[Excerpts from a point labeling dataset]

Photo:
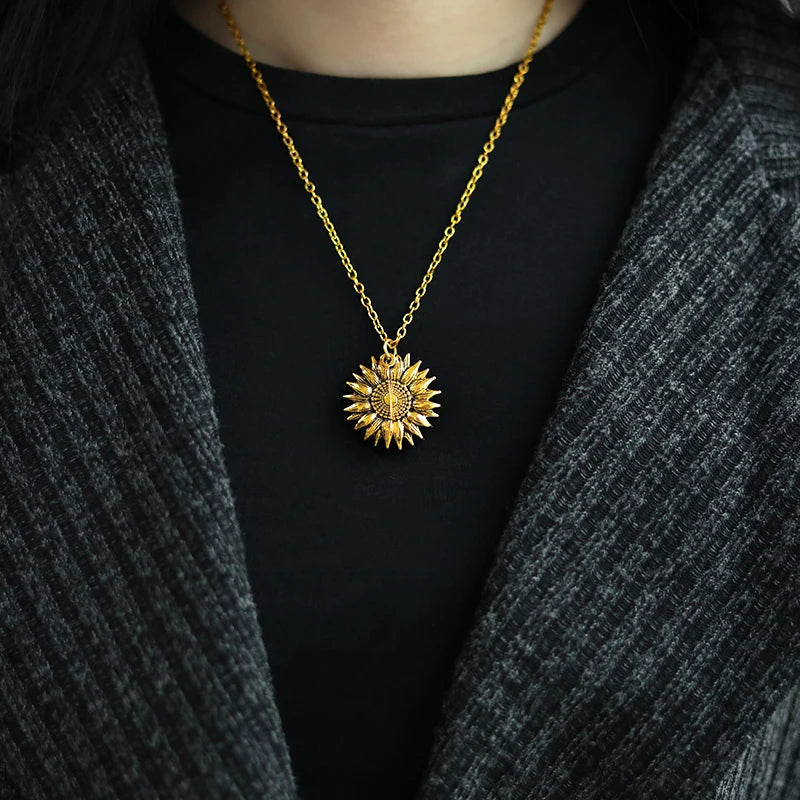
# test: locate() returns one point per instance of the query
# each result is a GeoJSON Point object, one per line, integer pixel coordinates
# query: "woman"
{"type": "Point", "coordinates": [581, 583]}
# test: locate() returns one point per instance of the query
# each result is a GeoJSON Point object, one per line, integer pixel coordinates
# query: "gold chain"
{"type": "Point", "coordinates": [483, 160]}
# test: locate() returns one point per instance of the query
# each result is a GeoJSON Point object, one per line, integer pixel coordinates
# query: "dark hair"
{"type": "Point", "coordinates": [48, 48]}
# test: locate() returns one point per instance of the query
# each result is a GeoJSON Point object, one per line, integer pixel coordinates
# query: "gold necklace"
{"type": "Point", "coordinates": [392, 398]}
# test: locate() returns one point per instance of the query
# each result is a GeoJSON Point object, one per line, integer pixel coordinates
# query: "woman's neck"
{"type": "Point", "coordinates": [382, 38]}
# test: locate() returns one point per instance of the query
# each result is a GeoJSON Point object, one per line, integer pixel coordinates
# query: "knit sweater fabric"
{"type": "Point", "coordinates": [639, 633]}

* * *

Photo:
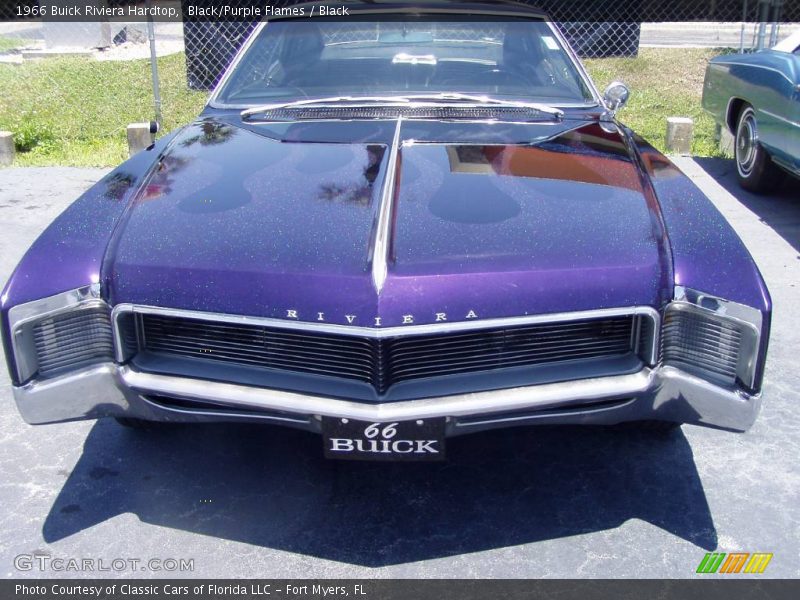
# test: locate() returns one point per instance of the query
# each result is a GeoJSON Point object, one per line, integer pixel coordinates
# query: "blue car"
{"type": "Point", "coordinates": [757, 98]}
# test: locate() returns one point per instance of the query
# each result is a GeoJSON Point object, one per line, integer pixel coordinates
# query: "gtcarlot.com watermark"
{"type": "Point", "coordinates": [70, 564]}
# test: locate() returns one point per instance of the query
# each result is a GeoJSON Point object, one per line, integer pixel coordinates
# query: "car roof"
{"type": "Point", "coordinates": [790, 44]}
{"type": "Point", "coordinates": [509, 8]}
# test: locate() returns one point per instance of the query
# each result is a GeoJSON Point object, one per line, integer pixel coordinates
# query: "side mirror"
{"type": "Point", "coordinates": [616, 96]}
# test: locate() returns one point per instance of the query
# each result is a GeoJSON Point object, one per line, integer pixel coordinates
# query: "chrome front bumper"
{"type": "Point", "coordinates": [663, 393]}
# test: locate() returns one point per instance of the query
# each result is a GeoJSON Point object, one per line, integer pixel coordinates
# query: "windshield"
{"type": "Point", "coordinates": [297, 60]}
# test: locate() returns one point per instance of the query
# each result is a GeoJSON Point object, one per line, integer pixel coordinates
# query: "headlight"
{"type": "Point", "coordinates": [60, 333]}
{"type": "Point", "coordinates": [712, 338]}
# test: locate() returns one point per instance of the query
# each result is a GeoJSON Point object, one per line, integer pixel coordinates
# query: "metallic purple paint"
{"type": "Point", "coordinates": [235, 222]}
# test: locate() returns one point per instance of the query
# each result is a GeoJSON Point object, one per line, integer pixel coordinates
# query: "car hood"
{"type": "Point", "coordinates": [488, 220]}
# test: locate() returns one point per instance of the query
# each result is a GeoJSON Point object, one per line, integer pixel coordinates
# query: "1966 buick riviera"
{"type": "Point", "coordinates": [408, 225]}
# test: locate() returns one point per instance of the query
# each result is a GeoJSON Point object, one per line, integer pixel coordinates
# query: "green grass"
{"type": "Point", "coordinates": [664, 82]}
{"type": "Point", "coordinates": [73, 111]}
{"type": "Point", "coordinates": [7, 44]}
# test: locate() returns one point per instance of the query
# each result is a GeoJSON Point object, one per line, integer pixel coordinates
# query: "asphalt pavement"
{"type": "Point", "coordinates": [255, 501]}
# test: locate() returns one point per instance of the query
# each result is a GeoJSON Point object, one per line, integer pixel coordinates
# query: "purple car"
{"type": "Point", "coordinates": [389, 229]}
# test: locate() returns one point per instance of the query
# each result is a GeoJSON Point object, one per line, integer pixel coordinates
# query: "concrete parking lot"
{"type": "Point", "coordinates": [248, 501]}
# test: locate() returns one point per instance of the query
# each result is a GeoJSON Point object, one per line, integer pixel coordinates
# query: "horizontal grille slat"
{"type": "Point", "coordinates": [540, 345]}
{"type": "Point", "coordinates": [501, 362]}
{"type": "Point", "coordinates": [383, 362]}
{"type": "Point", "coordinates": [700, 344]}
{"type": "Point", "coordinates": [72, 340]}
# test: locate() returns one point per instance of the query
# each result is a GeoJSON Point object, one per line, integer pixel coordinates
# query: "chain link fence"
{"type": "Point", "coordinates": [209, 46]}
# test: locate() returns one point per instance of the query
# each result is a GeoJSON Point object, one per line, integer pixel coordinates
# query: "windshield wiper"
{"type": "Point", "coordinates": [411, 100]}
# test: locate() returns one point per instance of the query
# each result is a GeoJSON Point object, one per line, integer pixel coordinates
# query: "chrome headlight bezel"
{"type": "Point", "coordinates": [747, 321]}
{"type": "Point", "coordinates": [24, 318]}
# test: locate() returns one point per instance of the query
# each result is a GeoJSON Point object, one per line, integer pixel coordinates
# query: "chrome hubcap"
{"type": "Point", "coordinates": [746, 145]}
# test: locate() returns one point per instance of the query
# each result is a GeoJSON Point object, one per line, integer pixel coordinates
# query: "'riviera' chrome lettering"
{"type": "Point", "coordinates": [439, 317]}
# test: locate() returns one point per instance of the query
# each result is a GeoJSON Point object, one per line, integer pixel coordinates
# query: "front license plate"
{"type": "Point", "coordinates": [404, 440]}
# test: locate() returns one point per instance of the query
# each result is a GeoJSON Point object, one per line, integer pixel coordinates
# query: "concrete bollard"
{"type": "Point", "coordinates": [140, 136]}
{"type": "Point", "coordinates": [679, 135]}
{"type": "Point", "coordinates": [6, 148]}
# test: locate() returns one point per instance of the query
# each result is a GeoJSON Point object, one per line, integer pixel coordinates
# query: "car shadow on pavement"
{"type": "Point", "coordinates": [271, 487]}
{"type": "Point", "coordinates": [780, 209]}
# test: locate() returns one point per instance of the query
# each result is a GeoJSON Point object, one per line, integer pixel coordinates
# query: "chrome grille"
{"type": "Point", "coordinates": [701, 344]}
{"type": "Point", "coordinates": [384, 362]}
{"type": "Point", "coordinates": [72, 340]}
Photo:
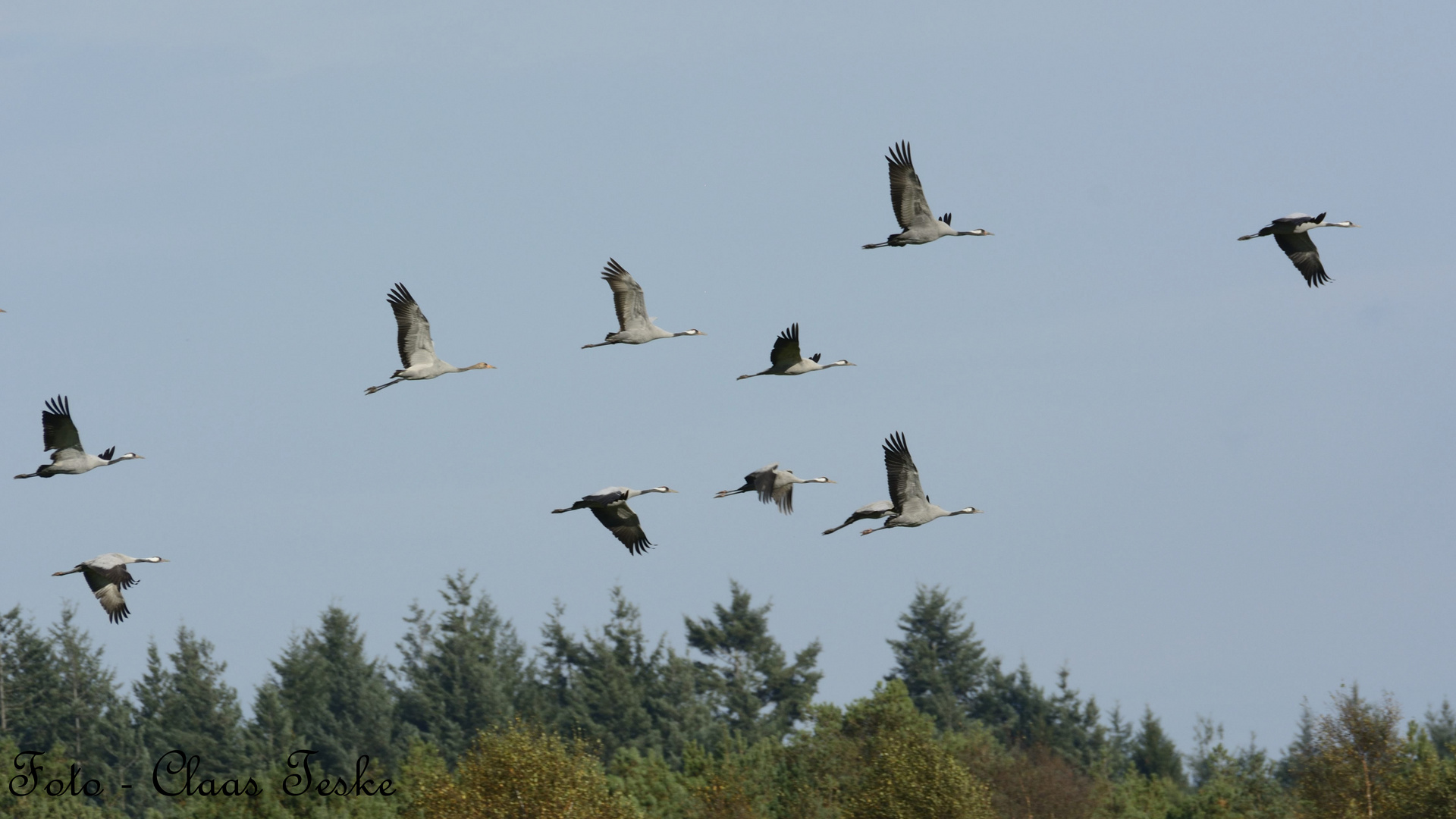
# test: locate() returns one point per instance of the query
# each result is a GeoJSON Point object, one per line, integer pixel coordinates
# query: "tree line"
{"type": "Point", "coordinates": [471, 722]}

...

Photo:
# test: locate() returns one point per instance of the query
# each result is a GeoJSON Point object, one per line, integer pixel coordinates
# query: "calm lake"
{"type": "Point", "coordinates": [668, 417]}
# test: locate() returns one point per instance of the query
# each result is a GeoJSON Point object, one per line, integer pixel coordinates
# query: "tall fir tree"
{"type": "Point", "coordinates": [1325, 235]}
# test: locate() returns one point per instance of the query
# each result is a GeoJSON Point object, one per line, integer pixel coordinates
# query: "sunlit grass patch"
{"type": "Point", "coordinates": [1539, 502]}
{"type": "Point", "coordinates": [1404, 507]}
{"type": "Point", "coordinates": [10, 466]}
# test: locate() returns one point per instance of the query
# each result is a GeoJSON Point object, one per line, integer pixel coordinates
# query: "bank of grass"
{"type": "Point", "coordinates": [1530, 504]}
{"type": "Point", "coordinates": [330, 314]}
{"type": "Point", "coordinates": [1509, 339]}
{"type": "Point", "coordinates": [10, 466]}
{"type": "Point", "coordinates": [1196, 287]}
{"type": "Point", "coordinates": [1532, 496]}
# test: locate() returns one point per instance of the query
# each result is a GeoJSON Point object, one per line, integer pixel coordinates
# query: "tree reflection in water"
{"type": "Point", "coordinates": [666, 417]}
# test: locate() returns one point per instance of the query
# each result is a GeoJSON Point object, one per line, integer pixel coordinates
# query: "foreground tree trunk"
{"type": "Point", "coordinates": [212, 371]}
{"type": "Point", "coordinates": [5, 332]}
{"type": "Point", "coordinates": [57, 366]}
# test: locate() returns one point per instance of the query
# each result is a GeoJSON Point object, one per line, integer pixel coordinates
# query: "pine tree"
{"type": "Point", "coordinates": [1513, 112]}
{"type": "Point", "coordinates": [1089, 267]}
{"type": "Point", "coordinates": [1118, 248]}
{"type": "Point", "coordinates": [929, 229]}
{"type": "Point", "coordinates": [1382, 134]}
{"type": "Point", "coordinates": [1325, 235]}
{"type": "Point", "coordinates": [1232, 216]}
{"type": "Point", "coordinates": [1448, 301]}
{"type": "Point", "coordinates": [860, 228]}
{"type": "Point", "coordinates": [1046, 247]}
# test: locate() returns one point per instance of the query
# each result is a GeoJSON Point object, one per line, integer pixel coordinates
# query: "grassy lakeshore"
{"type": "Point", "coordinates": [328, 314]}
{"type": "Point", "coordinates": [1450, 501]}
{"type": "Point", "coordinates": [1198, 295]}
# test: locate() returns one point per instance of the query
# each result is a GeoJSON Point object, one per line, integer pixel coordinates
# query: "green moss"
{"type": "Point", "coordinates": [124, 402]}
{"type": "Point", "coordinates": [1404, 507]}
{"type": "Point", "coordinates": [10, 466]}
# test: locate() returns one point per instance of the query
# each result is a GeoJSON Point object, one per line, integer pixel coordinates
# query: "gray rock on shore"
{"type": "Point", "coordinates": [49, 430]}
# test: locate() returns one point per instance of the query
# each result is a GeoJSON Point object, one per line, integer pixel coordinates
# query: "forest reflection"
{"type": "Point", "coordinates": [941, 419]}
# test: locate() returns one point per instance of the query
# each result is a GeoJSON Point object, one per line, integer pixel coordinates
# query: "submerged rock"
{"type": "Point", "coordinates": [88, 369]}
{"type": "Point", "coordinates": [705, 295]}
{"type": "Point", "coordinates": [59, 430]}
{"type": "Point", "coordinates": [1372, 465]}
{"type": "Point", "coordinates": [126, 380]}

• [What you are asked to do] Count the lines in the entries above that contain the string "chain". Give only the number.

• [Output for this exercise] 2